▸ WHAT IS EXPECTED:
Everything in the listing below from the line containing "Query: snow-covered mountain range" through the line containing "Query: white snowfield" must be repeated exactly; the remaining lines are not wanted.
::: SOURCE MATERIAL :::
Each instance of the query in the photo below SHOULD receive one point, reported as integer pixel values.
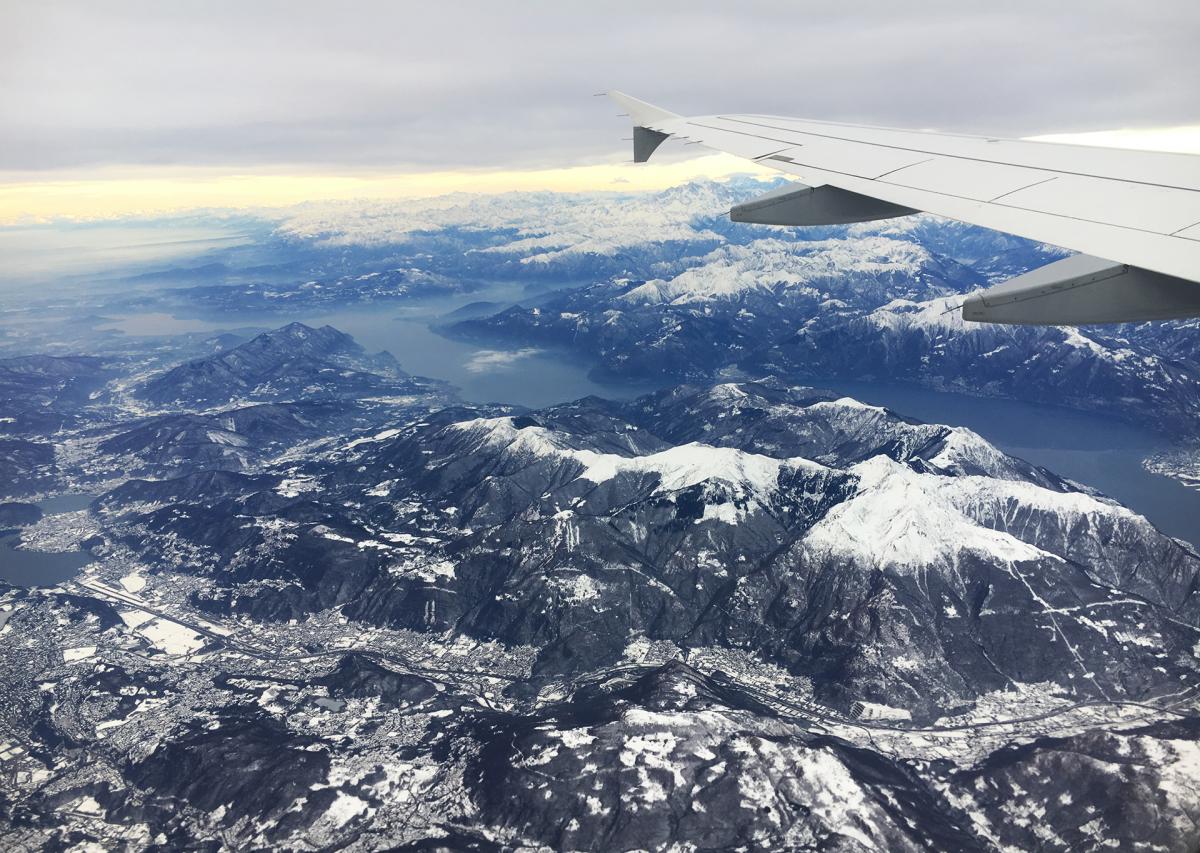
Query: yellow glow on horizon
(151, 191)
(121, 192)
:::
::: SOURCE MATERIAL :::
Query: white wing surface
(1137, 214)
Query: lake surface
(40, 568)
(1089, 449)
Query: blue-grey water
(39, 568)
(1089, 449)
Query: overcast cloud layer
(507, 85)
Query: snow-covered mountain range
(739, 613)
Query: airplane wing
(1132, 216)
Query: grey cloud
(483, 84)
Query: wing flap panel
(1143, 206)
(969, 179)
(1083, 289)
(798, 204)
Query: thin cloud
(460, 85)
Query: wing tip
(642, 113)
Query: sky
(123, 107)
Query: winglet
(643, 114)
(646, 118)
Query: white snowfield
:::
▸ RESULT FOR THIS EXERCISE:
Query: snow-covered mountain range
(739, 613)
Query: airplane wing
(1132, 216)
Query: grey cloud
(483, 84)
Query: wing flap panel
(1143, 206)
(969, 179)
(1083, 289)
(798, 204)
Query: thin cloud
(460, 85)
Query: wing tip
(642, 113)
Query: sky
(123, 107)
Query: winglet
(643, 114)
(646, 118)
Query: white snowfield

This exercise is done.